## Rows from a dataset

[Begin]

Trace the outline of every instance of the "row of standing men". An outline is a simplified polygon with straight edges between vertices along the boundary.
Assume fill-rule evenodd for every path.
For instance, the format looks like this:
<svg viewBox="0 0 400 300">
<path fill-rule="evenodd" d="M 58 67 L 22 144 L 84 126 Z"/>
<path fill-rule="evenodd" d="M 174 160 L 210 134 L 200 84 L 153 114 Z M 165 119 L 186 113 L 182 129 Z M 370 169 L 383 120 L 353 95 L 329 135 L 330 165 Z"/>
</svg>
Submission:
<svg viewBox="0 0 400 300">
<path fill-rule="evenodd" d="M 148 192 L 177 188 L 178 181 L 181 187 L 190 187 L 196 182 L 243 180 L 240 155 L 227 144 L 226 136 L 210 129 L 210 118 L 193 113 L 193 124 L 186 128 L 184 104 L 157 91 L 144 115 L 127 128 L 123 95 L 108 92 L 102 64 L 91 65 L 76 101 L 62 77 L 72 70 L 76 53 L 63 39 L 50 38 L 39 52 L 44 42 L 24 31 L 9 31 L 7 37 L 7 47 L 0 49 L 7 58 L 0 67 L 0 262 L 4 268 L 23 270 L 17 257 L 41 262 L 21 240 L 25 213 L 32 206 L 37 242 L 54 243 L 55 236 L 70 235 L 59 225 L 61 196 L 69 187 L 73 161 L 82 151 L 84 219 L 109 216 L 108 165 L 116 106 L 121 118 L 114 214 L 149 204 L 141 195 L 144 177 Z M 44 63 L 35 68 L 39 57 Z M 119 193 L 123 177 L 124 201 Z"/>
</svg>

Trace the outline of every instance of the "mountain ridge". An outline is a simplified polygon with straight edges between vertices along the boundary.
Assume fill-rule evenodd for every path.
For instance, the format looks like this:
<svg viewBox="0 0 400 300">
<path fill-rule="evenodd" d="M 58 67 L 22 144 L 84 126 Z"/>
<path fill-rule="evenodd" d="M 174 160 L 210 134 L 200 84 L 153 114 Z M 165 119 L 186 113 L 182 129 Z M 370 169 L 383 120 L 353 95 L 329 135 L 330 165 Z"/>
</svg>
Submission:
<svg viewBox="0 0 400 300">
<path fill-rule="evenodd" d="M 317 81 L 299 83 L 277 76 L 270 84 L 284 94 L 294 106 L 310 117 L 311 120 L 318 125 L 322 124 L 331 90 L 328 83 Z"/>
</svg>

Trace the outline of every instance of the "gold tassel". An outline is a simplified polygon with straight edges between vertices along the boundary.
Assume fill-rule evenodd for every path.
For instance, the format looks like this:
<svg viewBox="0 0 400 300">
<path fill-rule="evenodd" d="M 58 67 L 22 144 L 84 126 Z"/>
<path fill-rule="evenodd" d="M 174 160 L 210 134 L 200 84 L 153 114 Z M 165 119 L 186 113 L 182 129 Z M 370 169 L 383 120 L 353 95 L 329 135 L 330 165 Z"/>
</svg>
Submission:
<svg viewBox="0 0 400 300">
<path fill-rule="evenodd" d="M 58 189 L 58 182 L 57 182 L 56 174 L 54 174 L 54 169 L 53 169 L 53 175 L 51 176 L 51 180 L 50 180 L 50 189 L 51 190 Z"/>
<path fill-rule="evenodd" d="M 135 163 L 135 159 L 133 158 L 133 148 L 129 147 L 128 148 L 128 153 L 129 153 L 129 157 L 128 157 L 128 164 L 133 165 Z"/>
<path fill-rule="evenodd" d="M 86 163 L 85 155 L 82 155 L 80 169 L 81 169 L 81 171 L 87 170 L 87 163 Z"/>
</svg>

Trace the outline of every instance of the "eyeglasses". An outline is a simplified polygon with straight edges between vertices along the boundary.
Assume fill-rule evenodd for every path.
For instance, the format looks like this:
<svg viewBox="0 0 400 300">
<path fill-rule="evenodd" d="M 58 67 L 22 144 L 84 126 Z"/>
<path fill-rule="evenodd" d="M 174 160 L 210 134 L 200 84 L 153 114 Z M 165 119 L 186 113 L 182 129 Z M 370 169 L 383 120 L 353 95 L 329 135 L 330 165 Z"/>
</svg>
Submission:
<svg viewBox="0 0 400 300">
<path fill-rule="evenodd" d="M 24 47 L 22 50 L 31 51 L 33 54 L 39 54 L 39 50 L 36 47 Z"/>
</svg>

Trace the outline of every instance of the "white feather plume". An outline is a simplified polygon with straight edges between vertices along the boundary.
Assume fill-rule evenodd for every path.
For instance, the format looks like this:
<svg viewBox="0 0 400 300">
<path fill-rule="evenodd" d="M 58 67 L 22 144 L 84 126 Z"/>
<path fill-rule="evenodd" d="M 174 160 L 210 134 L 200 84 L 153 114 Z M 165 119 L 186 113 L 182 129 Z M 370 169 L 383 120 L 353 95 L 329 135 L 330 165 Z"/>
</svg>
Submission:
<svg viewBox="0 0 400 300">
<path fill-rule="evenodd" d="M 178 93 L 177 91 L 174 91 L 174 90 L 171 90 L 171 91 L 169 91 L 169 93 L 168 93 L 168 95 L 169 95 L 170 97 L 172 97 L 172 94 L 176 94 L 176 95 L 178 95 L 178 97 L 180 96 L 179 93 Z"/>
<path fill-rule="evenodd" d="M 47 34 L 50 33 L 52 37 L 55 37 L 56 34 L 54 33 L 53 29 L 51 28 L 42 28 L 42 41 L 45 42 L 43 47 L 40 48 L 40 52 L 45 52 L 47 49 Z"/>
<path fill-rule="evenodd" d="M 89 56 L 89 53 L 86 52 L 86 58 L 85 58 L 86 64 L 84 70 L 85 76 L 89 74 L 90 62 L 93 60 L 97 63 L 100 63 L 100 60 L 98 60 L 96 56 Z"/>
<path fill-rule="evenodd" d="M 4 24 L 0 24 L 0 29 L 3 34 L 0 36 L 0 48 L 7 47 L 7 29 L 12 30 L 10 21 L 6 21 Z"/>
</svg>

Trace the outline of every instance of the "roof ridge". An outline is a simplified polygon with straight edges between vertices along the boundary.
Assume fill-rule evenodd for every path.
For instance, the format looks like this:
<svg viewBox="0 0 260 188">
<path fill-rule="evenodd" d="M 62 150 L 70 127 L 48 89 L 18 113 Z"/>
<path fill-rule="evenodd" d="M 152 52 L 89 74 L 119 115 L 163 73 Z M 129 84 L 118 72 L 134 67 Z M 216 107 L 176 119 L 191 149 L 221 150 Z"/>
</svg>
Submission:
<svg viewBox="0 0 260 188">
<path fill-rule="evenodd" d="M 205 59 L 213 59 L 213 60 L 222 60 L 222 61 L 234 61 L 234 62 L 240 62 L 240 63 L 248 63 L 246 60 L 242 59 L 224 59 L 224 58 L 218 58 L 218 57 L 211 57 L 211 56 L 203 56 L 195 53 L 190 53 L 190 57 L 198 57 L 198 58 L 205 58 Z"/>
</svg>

[End]

## Work to be completed
All of the entries must be written out exactly as they stand.

## Response
Trace the outline of every instance of the "row of standing men". An outline is a simplified polygon with straight edges between vertices along the boundary.
Assume fill-rule evenodd for every path.
For instance, the format looks like this:
<svg viewBox="0 0 400 300">
<path fill-rule="evenodd" d="M 58 67 L 22 144 L 84 126 Z"/>
<path fill-rule="evenodd" d="M 174 160 L 210 134 L 200 84 L 153 114 Z M 165 119 L 186 113 L 182 129 Z M 370 169 L 383 120 L 353 95 L 329 135 L 330 165 Z"/>
</svg>
Submission:
<svg viewBox="0 0 400 300">
<path fill-rule="evenodd" d="M 148 192 L 177 188 L 178 181 L 181 187 L 190 187 L 196 182 L 243 180 L 240 155 L 227 144 L 226 136 L 210 129 L 210 118 L 193 113 L 193 124 L 186 128 L 184 104 L 157 91 L 144 115 L 127 128 L 123 95 L 108 92 L 102 64 L 91 65 L 76 101 L 62 77 L 72 70 L 76 53 L 63 39 L 50 38 L 39 52 L 44 42 L 24 31 L 9 31 L 7 37 L 7 47 L 0 49 L 7 58 L 0 67 L 0 262 L 4 268 L 23 270 L 17 257 L 41 262 L 21 240 L 25 213 L 32 206 L 37 242 L 54 243 L 55 236 L 70 235 L 59 225 L 61 196 L 69 187 L 73 161 L 82 151 L 84 219 L 109 216 L 108 165 L 116 106 L 121 118 L 114 214 L 149 204 L 141 195 L 144 177 Z M 44 63 L 35 68 L 39 57 Z M 119 193 L 123 177 L 124 201 Z"/>
</svg>

Trace the outline of every instance of the "mountain ridge". An outline is a simplified polygon with straight edges between vertices along the boundary.
Assume fill-rule evenodd for every path.
For instance, the format looks like this:
<svg viewBox="0 0 400 300">
<path fill-rule="evenodd" d="M 58 67 L 22 144 L 84 126 Z"/>
<path fill-rule="evenodd" d="M 174 160 L 210 134 L 200 84 L 153 114 Z M 165 119 L 186 113 L 182 129 Z M 370 169 L 383 120 L 353 95 L 329 135 L 330 165 Z"/>
</svg>
Submission:
<svg viewBox="0 0 400 300">
<path fill-rule="evenodd" d="M 317 81 L 299 83 L 277 76 L 270 84 L 284 94 L 294 106 L 310 117 L 311 120 L 318 125 L 322 124 L 331 90 L 328 83 Z"/>
</svg>

Trace the outline of every instance of the "gold tassel". An outline is a simplified polygon with straight edges between vertices along the boundary.
Assume fill-rule evenodd for every path.
For instance, the format looks like this:
<svg viewBox="0 0 400 300">
<path fill-rule="evenodd" d="M 58 67 L 22 144 L 84 126 Z"/>
<path fill-rule="evenodd" d="M 174 160 L 210 134 L 200 84 L 153 114 Z M 165 119 L 186 113 L 182 129 Z M 370 169 L 383 120 L 353 95 L 329 135 L 330 165 Z"/>
</svg>
Submission:
<svg viewBox="0 0 400 300">
<path fill-rule="evenodd" d="M 58 189 L 58 182 L 57 182 L 56 174 L 54 174 L 54 169 L 53 169 L 53 175 L 51 176 L 51 180 L 50 180 L 50 189 L 51 190 Z"/>
<path fill-rule="evenodd" d="M 135 163 L 135 159 L 133 158 L 133 148 L 129 147 L 128 148 L 128 153 L 129 153 L 129 157 L 128 157 L 128 164 L 133 165 Z"/>
<path fill-rule="evenodd" d="M 86 163 L 85 155 L 82 155 L 80 169 L 81 169 L 81 171 L 87 170 L 87 163 Z"/>
</svg>

Trace the outline of every instance of the "eyeglasses". An outline is a simplified polygon with straight edges between vertices along the boundary.
Assume fill-rule evenodd for every path.
For instance, the format looks like this:
<svg viewBox="0 0 400 300">
<path fill-rule="evenodd" d="M 58 67 L 22 144 L 84 126 Z"/>
<path fill-rule="evenodd" d="M 174 160 L 210 134 L 200 84 L 153 114 Z M 165 119 L 186 113 L 182 129 Z M 370 169 L 383 120 L 353 95 L 329 135 L 330 165 Z"/>
</svg>
Submission:
<svg viewBox="0 0 400 300">
<path fill-rule="evenodd" d="M 24 47 L 22 50 L 31 51 L 33 54 L 39 54 L 39 50 L 36 47 Z"/>
</svg>

Trace the outline of every instance of the "white feather plume". An outline is a simplified polygon with straight edges between vertices along the boundary.
Assume fill-rule evenodd for every path.
For instance, the format looks like this:
<svg viewBox="0 0 400 300">
<path fill-rule="evenodd" d="M 58 67 L 22 144 L 84 126 Z"/>
<path fill-rule="evenodd" d="M 174 160 L 210 134 L 200 84 L 153 114 Z M 165 119 L 186 113 L 182 129 Z M 370 169 L 383 120 L 353 95 L 329 135 L 330 165 Z"/>
</svg>
Submission:
<svg viewBox="0 0 400 300">
<path fill-rule="evenodd" d="M 178 93 L 177 91 L 174 91 L 174 90 L 171 90 L 171 91 L 169 91 L 169 93 L 168 93 L 168 95 L 169 95 L 170 97 L 172 97 L 172 94 L 176 94 L 176 95 L 178 95 L 178 97 L 180 96 L 179 93 Z"/>
<path fill-rule="evenodd" d="M 47 34 L 50 33 L 52 37 L 55 37 L 56 34 L 54 33 L 53 29 L 51 28 L 42 28 L 42 41 L 45 42 L 43 47 L 40 48 L 40 52 L 45 52 L 47 49 Z"/>
<path fill-rule="evenodd" d="M 89 56 L 89 53 L 86 52 L 86 58 L 85 58 L 86 64 L 84 70 L 85 76 L 89 74 L 90 62 L 93 60 L 97 63 L 100 63 L 100 60 L 98 60 L 96 56 Z"/>
<path fill-rule="evenodd" d="M 4 24 L 0 24 L 0 29 L 3 34 L 0 36 L 0 48 L 7 47 L 7 29 L 12 30 L 10 21 L 6 21 Z"/>
</svg>

Trace the outline of every instance of the "roof ridge". An outline is a simplified polygon with straight edges between vertices along the boundary.
Assume fill-rule evenodd for every path.
For instance, the format looks like this:
<svg viewBox="0 0 260 188">
<path fill-rule="evenodd" d="M 62 150 L 70 127 L 48 89 L 18 113 Z"/>
<path fill-rule="evenodd" d="M 152 52 L 89 74 L 119 115 L 163 73 Z M 129 84 L 118 72 L 134 67 Z M 216 107 L 176 119 L 191 149 L 221 150 Z"/>
</svg>
Submission:
<svg viewBox="0 0 260 188">
<path fill-rule="evenodd" d="M 205 59 L 213 59 L 213 60 L 222 60 L 222 61 L 234 61 L 234 62 L 240 62 L 240 63 L 248 63 L 246 60 L 242 59 L 224 59 L 224 58 L 218 58 L 218 57 L 211 57 L 211 56 L 203 56 L 195 53 L 190 53 L 190 57 L 198 57 L 198 58 L 205 58 Z"/>
</svg>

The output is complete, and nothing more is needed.